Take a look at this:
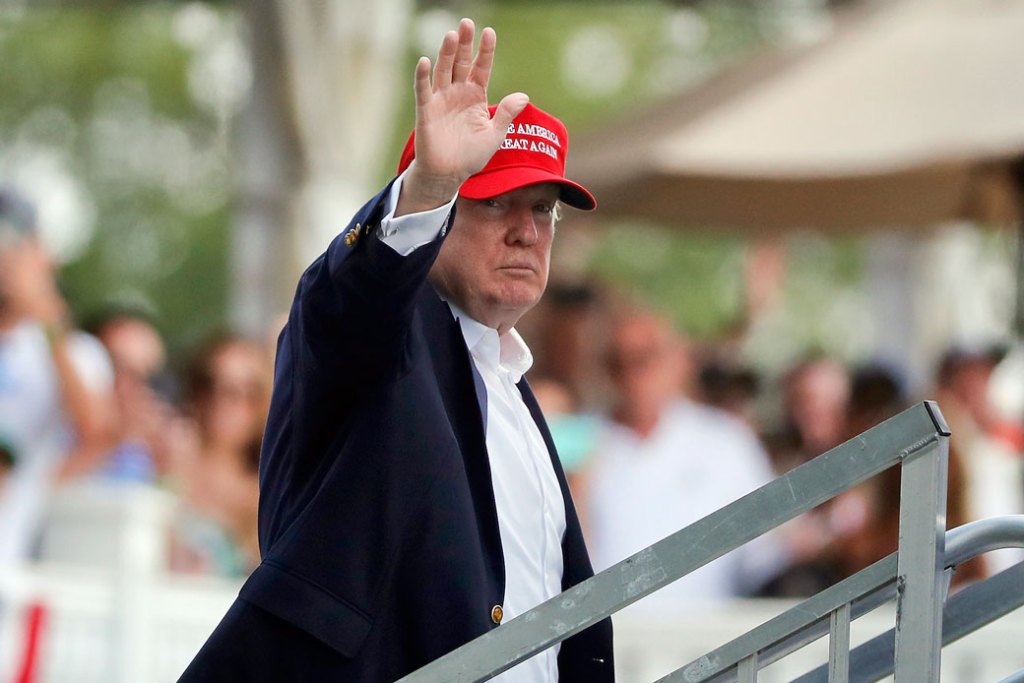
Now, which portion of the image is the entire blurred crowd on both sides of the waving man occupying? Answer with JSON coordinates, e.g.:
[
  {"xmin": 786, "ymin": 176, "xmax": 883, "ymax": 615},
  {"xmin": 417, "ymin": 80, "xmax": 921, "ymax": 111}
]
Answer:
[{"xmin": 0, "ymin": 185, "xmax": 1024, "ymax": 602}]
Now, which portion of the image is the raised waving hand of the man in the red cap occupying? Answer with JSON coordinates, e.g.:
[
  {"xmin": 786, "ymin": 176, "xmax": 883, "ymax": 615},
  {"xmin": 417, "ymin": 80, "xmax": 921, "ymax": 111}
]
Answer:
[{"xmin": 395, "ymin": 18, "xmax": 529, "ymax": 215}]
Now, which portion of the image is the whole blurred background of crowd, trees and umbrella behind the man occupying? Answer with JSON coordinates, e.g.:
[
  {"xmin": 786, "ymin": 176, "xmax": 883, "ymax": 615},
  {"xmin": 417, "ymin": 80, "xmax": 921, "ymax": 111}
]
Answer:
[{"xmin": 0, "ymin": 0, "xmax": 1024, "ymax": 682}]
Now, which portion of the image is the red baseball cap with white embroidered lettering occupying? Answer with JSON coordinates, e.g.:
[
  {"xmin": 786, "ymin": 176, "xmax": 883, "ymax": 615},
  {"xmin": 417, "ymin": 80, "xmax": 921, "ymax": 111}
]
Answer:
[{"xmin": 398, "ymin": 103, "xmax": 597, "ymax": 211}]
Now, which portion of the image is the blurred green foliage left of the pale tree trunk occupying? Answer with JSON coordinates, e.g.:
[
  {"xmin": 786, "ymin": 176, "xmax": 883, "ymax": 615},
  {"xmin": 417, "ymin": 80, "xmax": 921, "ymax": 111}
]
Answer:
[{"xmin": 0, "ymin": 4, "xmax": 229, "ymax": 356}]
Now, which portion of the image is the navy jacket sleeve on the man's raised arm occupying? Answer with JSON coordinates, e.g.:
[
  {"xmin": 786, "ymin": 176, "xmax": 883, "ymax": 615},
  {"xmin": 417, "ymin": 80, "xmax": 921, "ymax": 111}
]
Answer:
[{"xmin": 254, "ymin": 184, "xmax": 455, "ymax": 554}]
──────────
• _EXERCISE INSTRUCTIONS_
Please reproduce every record exactly as written, excluding the pictures.

• _TASK RESPONSE_
Take a look at this:
Now, which portion of the image is the entire blurred crowd on both sides of the waving man occupying? Answer with JSON coordinates, e.g.:
[
  {"xmin": 786, "ymin": 176, "xmax": 883, "ymax": 615},
  {"xmin": 417, "ymin": 80, "xmax": 921, "ymax": 111}
]
Answer:
[{"xmin": 0, "ymin": 185, "xmax": 1024, "ymax": 602}]
Now, which portion of the image is the raised waving hand of the man in the red cap occupying? Answer with JSON coordinates, e.g.:
[
  {"xmin": 786, "ymin": 176, "xmax": 883, "ymax": 615},
  {"xmin": 417, "ymin": 80, "xmax": 921, "ymax": 111}
]
Answer:
[{"xmin": 395, "ymin": 18, "xmax": 529, "ymax": 215}]
Now, which portion of the image is the whole blurred background of crowd, trees and umbrella behind the man occupying? Answer with JSON coordinates, e.g.:
[
  {"xmin": 786, "ymin": 176, "xmax": 883, "ymax": 615},
  {"xmin": 417, "ymin": 80, "xmax": 921, "ymax": 111}
]
Answer:
[{"xmin": 0, "ymin": 0, "xmax": 1024, "ymax": 682}]
Now, which portion of the image is the red baseball cap with white embroidered lettering occupying? Answer with JSON coordinates, e.g.:
[
  {"xmin": 786, "ymin": 176, "xmax": 883, "ymax": 615},
  {"xmin": 417, "ymin": 80, "xmax": 921, "ymax": 111}
]
Answer:
[{"xmin": 398, "ymin": 103, "xmax": 597, "ymax": 211}]
Now, which portion of the image is the blurred green foliage left of the pale tree trunk occupying? Answer with JSON coordinates, e.g.:
[
  {"xmin": 786, "ymin": 176, "xmax": 883, "ymax": 615},
  {"xmin": 417, "ymin": 80, "xmax": 921, "ymax": 111}
]
Answer:
[{"xmin": 0, "ymin": 4, "xmax": 229, "ymax": 356}]
Now, which portion of the image is the navy jacket sleeve on the man's raised arm occupying? Answer with JSON coordinates, e.g.:
[
  {"xmin": 786, "ymin": 176, "xmax": 883, "ymax": 615},
  {"xmin": 417, "ymin": 80, "xmax": 921, "ymax": 111}
]
Answer:
[{"xmin": 254, "ymin": 184, "xmax": 455, "ymax": 554}]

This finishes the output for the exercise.